WRITTEN TASK:
Locate every line in the entries below that contains the string "grass" and copy each such line in full. The match is case-sensitive.

MATERIAL SHOWN:
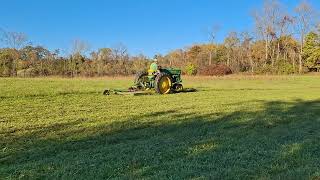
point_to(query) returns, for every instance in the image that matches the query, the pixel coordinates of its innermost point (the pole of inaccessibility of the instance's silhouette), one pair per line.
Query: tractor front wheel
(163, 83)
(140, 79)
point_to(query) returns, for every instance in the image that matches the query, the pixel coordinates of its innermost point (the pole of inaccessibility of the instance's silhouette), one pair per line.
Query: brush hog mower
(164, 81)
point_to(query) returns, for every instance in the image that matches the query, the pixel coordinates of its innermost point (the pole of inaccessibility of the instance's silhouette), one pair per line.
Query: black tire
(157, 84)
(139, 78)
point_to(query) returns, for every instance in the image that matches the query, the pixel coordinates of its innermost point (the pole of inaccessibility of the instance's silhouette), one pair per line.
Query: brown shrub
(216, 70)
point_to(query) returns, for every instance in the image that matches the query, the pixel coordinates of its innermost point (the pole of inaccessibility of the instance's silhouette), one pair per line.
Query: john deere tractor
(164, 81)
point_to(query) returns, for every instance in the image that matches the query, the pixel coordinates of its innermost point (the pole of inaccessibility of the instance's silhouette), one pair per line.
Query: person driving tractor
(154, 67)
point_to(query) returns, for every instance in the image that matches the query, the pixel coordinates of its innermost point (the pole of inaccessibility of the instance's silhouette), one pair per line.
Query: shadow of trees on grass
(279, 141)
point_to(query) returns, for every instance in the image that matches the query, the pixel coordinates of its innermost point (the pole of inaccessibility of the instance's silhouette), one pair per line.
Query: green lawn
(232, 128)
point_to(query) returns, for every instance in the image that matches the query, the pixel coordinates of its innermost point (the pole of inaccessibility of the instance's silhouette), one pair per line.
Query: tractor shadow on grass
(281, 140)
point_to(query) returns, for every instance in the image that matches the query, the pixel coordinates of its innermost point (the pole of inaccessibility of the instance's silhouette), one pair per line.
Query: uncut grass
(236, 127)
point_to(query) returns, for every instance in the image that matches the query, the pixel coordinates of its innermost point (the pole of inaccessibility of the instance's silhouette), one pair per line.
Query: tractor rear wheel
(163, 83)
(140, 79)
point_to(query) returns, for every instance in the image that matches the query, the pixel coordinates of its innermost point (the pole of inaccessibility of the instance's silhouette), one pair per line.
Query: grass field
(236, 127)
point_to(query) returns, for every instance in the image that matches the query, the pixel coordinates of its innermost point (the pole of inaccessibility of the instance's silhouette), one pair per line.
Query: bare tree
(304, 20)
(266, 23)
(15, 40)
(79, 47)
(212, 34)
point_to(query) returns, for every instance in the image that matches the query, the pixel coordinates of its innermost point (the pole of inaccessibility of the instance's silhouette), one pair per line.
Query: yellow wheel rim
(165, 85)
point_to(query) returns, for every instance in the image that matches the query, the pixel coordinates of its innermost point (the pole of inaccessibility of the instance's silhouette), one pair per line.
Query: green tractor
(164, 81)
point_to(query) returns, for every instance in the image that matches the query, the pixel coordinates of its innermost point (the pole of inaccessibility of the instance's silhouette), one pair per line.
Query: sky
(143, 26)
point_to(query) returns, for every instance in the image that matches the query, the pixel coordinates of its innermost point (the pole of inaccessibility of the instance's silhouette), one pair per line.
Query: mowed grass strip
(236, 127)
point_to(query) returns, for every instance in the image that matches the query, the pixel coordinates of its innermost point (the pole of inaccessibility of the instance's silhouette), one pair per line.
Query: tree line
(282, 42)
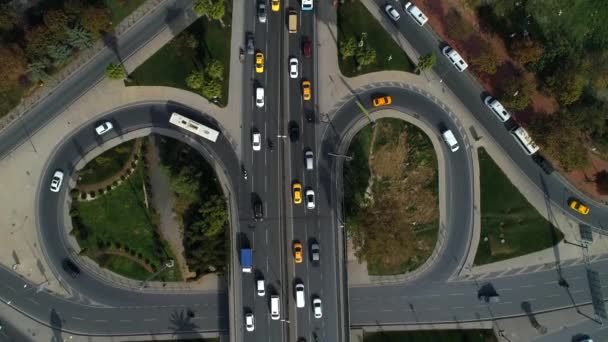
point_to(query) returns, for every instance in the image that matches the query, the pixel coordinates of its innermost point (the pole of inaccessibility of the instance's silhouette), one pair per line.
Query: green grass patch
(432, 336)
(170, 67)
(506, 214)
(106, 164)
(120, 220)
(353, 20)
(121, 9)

...

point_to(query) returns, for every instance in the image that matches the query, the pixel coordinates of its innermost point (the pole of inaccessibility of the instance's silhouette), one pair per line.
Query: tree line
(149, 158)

---

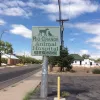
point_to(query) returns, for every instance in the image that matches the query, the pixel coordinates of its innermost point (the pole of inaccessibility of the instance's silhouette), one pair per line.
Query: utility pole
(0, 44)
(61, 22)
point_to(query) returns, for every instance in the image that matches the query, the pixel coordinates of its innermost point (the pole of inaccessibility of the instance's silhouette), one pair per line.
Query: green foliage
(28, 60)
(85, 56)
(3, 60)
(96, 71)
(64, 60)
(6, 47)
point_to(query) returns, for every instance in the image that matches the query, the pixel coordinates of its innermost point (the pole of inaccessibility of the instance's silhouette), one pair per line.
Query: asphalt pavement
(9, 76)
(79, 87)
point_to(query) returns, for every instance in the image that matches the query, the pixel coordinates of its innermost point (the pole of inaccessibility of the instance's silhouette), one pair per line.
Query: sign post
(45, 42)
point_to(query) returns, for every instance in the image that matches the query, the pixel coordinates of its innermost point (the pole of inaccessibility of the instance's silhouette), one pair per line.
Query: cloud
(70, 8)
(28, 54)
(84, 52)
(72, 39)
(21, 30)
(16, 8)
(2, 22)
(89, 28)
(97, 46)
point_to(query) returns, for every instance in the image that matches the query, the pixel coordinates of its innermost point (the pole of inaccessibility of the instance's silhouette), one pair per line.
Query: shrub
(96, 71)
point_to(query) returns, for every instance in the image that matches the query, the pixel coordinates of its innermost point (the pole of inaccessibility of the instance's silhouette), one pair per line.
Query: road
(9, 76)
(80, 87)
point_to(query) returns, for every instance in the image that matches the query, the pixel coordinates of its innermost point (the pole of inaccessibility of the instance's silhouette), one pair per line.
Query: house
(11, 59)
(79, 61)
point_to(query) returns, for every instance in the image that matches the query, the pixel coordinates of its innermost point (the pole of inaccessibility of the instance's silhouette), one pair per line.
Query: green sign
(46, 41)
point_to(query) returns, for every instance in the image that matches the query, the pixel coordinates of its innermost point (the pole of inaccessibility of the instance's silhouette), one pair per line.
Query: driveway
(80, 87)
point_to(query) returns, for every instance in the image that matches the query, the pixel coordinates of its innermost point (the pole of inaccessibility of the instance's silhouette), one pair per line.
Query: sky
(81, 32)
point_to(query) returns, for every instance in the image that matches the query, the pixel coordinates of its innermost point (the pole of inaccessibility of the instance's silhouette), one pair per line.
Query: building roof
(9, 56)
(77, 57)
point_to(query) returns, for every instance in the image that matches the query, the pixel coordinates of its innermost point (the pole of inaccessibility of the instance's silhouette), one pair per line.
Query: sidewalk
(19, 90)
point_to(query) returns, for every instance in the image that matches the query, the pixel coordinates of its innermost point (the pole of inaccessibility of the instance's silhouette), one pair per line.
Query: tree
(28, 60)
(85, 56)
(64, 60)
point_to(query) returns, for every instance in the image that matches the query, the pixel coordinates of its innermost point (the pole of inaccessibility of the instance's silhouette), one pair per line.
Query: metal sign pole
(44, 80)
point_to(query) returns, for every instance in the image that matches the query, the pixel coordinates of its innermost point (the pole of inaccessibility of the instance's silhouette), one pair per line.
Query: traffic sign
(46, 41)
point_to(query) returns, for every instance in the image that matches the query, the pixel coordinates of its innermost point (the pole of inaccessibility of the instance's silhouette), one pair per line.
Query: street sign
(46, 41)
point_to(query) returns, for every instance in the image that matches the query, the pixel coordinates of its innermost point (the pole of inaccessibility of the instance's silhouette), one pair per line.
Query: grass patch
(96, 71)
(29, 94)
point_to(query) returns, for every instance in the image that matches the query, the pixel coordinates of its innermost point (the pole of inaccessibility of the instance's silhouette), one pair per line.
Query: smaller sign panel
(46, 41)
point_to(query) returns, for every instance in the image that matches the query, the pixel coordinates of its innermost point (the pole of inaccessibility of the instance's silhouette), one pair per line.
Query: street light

REPLY:
Query: shadow of trees on grass
Query: tractor shadow on grass
Query: uncut grass
Query: grass field
Query: mowed grass strip
Query: green grass patch
Query: grass patch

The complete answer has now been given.